EXERCISE GOAL:
The entries below are to be repeated exactly as they stand.

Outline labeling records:
---------------
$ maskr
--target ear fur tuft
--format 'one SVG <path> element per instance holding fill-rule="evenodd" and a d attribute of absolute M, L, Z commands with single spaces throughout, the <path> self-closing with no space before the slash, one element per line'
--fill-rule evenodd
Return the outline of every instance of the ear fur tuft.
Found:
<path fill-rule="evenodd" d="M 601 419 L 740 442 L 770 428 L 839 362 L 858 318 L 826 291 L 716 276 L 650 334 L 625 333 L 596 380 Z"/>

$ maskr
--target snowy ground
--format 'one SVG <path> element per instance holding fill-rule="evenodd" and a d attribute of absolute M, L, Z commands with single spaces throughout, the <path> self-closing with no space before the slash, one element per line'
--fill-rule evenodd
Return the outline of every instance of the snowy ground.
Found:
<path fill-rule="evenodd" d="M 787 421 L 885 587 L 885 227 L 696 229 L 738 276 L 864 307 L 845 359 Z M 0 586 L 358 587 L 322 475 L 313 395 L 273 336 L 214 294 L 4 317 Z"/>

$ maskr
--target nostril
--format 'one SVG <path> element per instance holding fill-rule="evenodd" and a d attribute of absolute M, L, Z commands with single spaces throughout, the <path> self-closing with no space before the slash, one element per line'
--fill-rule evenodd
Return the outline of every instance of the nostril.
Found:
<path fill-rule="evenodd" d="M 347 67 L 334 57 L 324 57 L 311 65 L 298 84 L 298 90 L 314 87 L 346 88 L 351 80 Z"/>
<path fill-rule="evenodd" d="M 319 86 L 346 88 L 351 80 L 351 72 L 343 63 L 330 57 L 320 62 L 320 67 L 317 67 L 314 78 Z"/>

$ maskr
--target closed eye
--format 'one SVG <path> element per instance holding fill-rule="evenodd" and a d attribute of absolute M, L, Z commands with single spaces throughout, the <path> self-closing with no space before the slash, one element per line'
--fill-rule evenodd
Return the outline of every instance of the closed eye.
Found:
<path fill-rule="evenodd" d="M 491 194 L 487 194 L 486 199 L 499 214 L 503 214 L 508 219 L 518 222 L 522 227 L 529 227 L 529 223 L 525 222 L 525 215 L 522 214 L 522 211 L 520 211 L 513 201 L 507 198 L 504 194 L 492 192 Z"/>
---------------
TASK ANSWER:
$ maskr
--target ear fur tuft
--format 'one SVG <path> element per instance holding fill-rule="evenodd" and a d attribute of absolute M, L, Z commands with single spaces throughout, the <path> self-closing with no space before the slash, one element per line'
--fill-rule evenodd
Return the outline of every instance of the ear fur tuft.
Found:
<path fill-rule="evenodd" d="M 601 419 L 740 442 L 770 428 L 839 362 L 858 318 L 826 291 L 716 276 L 650 334 L 625 333 L 596 380 Z"/>

$ maskr
--target snowy ground
--format 'one SVG <path> element per instance holding fill-rule="evenodd" and a d attribute of absolute M, L, Z commands with single spaces throughout, the <path> self-closing with no space before the slash, one element per line'
--fill-rule evenodd
Return the outline of every instance of the snowy ground.
Found:
<path fill-rule="evenodd" d="M 787 421 L 885 587 L 885 227 L 696 229 L 738 276 L 864 307 L 845 359 Z M 0 586 L 358 587 L 322 475 L 313 395 L 273 336 L 214 294 L 4 317 Z"/>

$ maskr
--target nostril
--format 'one SVG <path> element per instance holding fill-rule="evenodd" and a d attribute of absolute M, L, Z commands with single spaces throughout, the <path> self-closing with no space before the slash, one element per line'
--fill-rule evenodd
Return the outline of every instance of the nostril.
Found:
<path fill-rule="evenodd" d="M 347 67 L 334 57 L 324 57 L 311 65 L 298 84 L 298 90 L 314 87 L 346 88 L 351 80 Z"/>
<path fill-rule="evenodd" d="M 319 86 L 346 88 L 351 80 L 351 72 L 343 63 L 330 57 L 320 62 L 320 67 L 317 67 L 314 78 Z"/>

$ maskr
--target closed eye
--format 'one SVG <path> element per instance holding fill-rule="evenodd" and a d attribute of absolute M, L, Z commands with single spaces throughout, the <path> self-closing with no space before the slash, one element per line'
--fill-rule evenodd
Return the outline of every instance of the closed eye.
Found:
<path fill-rule="evenodd" d="M 491 194 L 487 194 L 486 199 L 499 214 L 503 214 L 508 219 L 518 222 L 522 227 L 529 227 L 529 223 L 525 222 L 525 215 L 522 214 L 522 211 L 520 211 L 513 201 L 507 198 L 504 194 L 492 192 Z"/>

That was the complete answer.